=== Section Start ===

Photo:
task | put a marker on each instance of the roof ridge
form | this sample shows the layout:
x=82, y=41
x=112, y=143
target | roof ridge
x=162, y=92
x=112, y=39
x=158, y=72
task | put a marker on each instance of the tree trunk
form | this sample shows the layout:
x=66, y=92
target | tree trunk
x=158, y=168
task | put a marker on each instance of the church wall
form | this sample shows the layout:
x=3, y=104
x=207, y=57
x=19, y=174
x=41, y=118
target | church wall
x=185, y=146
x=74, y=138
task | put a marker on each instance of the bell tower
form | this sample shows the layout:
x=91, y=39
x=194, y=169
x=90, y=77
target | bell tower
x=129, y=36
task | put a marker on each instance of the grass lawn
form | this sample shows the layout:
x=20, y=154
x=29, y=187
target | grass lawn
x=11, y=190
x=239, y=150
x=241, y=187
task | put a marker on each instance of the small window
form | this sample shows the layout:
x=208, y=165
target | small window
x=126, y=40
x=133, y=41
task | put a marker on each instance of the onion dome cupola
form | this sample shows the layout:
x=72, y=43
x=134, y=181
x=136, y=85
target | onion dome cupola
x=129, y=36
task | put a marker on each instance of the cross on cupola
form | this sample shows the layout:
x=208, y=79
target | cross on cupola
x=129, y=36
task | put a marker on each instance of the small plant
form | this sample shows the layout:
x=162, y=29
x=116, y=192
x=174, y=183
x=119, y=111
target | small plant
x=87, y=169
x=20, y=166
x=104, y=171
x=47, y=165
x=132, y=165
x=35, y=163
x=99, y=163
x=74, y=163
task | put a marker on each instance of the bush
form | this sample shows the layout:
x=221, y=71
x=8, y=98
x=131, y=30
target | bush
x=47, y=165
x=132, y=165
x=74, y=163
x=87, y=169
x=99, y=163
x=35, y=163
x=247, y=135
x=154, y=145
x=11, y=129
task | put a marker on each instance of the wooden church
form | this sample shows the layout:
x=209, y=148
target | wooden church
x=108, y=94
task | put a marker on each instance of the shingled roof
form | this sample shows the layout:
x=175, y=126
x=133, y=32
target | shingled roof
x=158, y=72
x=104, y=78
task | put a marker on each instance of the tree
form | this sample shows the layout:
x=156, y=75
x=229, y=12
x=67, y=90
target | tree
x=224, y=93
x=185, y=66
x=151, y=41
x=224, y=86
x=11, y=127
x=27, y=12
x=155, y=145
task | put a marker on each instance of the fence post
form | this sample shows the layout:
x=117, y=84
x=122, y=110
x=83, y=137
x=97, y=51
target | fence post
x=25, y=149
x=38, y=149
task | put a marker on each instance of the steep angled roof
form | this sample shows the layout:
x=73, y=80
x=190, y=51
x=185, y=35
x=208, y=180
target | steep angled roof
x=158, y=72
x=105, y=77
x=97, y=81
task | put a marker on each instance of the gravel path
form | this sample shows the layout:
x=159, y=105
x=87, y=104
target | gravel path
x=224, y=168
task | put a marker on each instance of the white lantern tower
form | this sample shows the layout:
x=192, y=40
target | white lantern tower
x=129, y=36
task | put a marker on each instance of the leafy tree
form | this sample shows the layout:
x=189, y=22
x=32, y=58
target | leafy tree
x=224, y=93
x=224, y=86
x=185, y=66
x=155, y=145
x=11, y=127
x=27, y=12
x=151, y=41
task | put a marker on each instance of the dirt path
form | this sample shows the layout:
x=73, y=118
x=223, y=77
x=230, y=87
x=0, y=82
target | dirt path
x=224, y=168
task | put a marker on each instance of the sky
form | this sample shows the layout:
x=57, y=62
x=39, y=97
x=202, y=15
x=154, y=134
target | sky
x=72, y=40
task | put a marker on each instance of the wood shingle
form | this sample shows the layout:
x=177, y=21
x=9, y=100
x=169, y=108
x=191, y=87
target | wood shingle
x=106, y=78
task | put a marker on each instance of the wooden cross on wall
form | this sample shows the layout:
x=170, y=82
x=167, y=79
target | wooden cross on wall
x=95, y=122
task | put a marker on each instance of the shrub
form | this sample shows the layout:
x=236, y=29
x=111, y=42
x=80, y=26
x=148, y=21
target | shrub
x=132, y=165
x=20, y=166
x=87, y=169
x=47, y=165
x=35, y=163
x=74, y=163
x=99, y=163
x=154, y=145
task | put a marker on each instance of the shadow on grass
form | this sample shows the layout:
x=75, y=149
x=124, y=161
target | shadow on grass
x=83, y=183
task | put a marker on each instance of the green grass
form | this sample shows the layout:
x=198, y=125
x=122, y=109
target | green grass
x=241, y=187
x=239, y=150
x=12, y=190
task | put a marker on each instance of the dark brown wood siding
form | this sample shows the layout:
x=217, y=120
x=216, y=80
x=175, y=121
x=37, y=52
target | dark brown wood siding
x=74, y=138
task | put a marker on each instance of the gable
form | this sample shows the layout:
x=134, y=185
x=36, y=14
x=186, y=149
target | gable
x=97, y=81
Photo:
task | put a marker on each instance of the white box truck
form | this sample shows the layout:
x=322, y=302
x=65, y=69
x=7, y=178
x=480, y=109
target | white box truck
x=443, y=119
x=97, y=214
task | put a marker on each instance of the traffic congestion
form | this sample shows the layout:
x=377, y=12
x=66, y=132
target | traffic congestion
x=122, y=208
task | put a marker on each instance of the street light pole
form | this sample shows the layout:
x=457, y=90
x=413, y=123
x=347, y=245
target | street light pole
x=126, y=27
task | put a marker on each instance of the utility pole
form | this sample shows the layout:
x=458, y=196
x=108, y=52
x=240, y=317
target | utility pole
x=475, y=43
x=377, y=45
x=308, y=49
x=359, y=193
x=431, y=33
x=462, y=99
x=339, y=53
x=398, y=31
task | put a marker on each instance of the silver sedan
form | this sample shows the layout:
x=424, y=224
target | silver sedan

=== Section End ===

• [About this task]
Whatever appears in the data above should be set down again exactly.

• [Written answer]
Photo:
task | put a marker on each instance of the roof ridge
form | this sample shows the layout:
x=82, y=41
x=112, y=143
target | roof ridge
x=162, y=92
x=112, y=39
x=158, y=72
task | put a marker on each instance of the tree trunk
form | this sample shows the layout:
x=66, y=92
target | tree trunk
x=158, y=168
task | put a marker on each instance of the church wall
form | this sample shows the layout:
x=3, y=104
x=207, y=57
x=19, y=174
x=41, y=118
target | church wall
x=185, y=146
x=74, y=138
task | put a marker on each instance of the bell tower
form | this sample shows the layout:
x=91, y=39
x=194, y=169
x=90, y=77
target | bell tower
x=129, y=36
task | put a marker on each instance of the grass lawn
form | this sample shows the layout:
x=20, y=154
x=29, y=187
target | grass lawn
x=11, y=190
x=239, y=150
x=241, y=187
task | put a marker on each instance of the small window
form | this sample shows the layout:
x=208, y=165
target | small window
x=126, y=40
x=133, y=41
task | put a marker on each instance of the onion dome cupola
form | this sample shows the layout:
x=72, y=43
x=134, y=181
x=136, y=85
target | onion dome cupola
x=129, y=36
task | put a marker on each instance of the cross on cupola
form | this sample shows the layout:
x=208, y=79
target | cross on cupola
x=129, y=36
task | put a marker on each instance of the small plant
form | this sample shows the layout:
x=162, y=29
x=116, y=192
x=174, y=183
x=119, y=111
target | small plant
x=87, y=169
x=20, y=166
x=104, y=171
x=47, y=165
x=132, y=165
x=35, y=163
x=99, y=163
x=74, y=163
task | put a marker on each instance of the bush
form | this sample shows the layout:
x=221, y=71
x=8, y=98
x=131, y=30
target | bush
x=47, y=165
x=132, y=165
x=74, y=163
x=87, y=169
x=99, y=163
x=35, y=163
x=247, y=135
x=154, y=145
x=11, y=129
task | put a marker on each instance of the wooden church
form | this sample shows the layout:
x=209, y=148
target | wooden church
x=108, y=94
task | put a marker on each instance of the shingled roof
form | this sample shows the layout:
x=175, y=126
x=133, y=32
target | shingled roof
x=158, y=72
x=104, y=78
task | put a marker on each instance of the tree
form | this sample shows the layout:
x=156, y=75
x=229, y=12
x=67, y=90
target | tree
x=224, y=93
x=185, y=66
x=151, y=41
x=224, y=86
x=11, y=127
x=27, y=12
x=155, y=145
task | put a marker on each instance of the fence post
form | this sample shows the layout:
x=117, y=84
x=122, y=110
x=83, y=137
x=97, y=51
target | fence post
x=25, y=149
x=38, y=149
task | put a marker on each instance of the steep angled roof
form | this sample shows the layout:
x=73, y=80
x=190, y=51
x=185, y=35
x=208, y=180
target | steep angled roof
x=158, y=72
x=105, y=77
x=97, y=81
task | put a marker on each instance of the gravel path
form | this sample shows the layout:
x=159, y=105
x=87, y=104
target | gravel path
x=224, y=168
task | put a marker on each instance of the white lantern tower
form | this sample shows the layout:
x=192, y=40
target | white lantern tower
x=129, y=36
task | put a marker on each instance of the leafy tree
form | this sample shows the layout:
x=189, y=22
x=32, y=58
target | leafy tree
x=224, y=93
x=224, y=86
x=185, y=66
x=155, y=145
x=11, y=127
x=27, y=12
x=151, y=41
task | put a marker on each instance of the dirt path
form | this sample shows the layout:
x=73, y=118
x=223, y=77
x=230, y=87
x=0, y=82
target | dirt path
x=224, y=168
task | put a marker on each instance of the sky
form | this sample shows the layout:
x=57, y=62
x=39, y=97
x=202, y=15
x=154, y=134
target | sky
x=72, y=40
task | put a marker on each instance of the wood shingle
form | this sample shows the layout:
x=177, y=21
x=9, y=100
x=169, y=108
x=191, y=87
target | wood shingle
x=106, y=78
task | put a marker on each instance of the wooden cross on wall
form | this sample shows the layout:
x=170, y=82
x=167, y=79
target | wooden cross on wall
x=95, y=122
task | put a marker on each instance of the shrub
form | this sample shows the layout:
x=236, y=29
x=111, y=42
x=80, y=26
x=148, y=21
target | shrub
x=132, y=165
x=20, y=166
x=87, y=169
x=47, y=165
x=35, y=163
x=74, y=163
x=99, y=163
x=154, y=145
task | put a marker on each instance of the shadow on grass
form | this sample shows the layout:
x=75, y=149
x=124, y=161
target | shadow on grass
x=83, y=183
task | put a marker on each instance of the green grass
form | this sample shows the layout:
x=198, y=125
x=122, y=109
target | green grass
x=241, y=187
x=239, y=150
x=12, y=190
task | put a marker on each instance of the dark brown wood siding
form | this sample shows the layout:
x=217, y=120
x=216, y=80
x=175, y=121
x=37, y=52
target | dark brown wood siding
x=74, y=138
task | put a marker on each instance of the gable
form | this sample shows the layout:
x=134, y=185
x=36, y=14
x=186, y=149
target | gable
x=97, y=81
Photo:
task | put a marker on each instance of the white box truck
form | this sample shows the layout:
x=322, y=302
x=65, y=69
x=7, y=178
x=480, y=109
target | white box truck
x=443, y=119
x=97, y=214
task | put a marker on each instance of the traffic congestion
form | this sample shows the layout:
x=377, y=12
x=66, y=132
target | traffic congestion
x=122, y=208
task | put a marker on each instance of the street light pole
form | this sample shows the layout:
x=457, y=90
x=413, y=123
x=347, y=245
target | street light pole
x=126, y=27
task | put a marker on each instance of the utility pole
form | this sample shows the layout:
x=458, y=196
x=108, y=52
x=240, y=317
target | utility pole
x=475, y=43
x=377, y=45
x=308, y=49
x=359, y=193
x=431, y=33
x=462, y=99
x=339, y=53
x=398, y=31
task | put a marker on each instance of the silver sedan
form | this sample shows the layout:
x=424, y=224
target | silver sedan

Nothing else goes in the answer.